EXERCISE INSTRUCTIONS = Print exactly the lines from the one containing "out the aeromexico" through the last line of the listing, both included.

─── WORKING DATA ───

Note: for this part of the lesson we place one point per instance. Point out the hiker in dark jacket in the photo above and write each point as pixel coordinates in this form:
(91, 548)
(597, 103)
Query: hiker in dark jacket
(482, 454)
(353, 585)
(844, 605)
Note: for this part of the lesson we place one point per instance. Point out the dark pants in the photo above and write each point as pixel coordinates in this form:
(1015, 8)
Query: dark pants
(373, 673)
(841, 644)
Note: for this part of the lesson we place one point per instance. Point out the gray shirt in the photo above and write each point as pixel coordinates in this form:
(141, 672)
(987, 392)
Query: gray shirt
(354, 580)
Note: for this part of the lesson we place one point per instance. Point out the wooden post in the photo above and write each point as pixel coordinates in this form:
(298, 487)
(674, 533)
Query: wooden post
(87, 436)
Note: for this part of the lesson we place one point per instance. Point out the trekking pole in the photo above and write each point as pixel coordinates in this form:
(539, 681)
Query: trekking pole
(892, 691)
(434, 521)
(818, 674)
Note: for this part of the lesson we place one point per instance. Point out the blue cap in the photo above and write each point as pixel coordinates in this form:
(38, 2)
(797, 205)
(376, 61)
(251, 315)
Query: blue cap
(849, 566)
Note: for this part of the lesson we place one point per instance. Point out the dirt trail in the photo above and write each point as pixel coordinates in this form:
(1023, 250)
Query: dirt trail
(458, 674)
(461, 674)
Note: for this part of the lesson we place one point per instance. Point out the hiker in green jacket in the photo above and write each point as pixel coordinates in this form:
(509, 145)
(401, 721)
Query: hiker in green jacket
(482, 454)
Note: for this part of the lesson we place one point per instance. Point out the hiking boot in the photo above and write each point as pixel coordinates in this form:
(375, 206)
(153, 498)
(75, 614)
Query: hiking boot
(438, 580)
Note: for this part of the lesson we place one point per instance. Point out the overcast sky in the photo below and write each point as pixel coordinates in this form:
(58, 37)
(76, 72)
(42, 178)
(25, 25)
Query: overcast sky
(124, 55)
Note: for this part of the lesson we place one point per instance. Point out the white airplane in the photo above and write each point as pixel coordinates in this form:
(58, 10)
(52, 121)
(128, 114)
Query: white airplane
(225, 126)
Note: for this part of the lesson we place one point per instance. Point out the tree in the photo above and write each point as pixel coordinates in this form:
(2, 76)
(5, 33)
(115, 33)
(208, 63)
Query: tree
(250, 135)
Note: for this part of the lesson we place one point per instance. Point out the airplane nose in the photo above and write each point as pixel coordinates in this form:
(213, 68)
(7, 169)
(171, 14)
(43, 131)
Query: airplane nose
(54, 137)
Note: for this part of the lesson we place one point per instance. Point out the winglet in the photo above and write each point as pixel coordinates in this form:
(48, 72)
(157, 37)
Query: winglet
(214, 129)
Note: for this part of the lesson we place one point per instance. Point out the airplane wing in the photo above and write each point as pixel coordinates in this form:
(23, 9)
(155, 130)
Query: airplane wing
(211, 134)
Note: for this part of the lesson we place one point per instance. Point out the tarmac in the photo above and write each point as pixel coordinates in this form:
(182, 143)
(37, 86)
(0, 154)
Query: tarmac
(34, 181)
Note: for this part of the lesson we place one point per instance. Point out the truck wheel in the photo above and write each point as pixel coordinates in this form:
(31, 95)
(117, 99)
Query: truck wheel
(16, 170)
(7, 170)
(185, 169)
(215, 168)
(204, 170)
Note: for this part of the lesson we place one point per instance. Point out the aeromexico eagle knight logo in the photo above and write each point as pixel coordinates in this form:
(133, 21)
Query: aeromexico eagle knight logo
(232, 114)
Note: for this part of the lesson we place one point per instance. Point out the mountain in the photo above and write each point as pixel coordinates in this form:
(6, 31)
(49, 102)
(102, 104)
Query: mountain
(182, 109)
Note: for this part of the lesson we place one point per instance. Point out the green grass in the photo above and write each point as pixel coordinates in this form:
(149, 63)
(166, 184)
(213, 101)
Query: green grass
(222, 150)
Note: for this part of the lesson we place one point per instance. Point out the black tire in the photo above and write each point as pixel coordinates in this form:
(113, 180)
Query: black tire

───

COMPLETE OUTPUT =
Note: for this part of the lesson we place one point per instance. Point out the aeromexico eagle knight logo in the photo above and write each point as pixel coordinates in this form:
(133, 21)
Query: aeromexico eagle knight logo
(232, 114)
Note: for this part of the lesson we place one point per instance. Point out the mountain in the photo above and write each point as pixel coordinates in this form:
(6, 31)
(49, 102)
(102, 104)
Query: mountain
(182, 109)
Note: for this part of the lesson we place one point per instance. Point out the green grass in the photo above and write each point as pixel coordinates in this form:
(149, 63)
(166, 184)
(213, 101)
Query: green grass
(222, 150)
Note: for this part of the lesson we place one point per instance. Point out the black tire in the photo above and write each point as pixel coordinates in this form:
(113, 180)
Query: black tire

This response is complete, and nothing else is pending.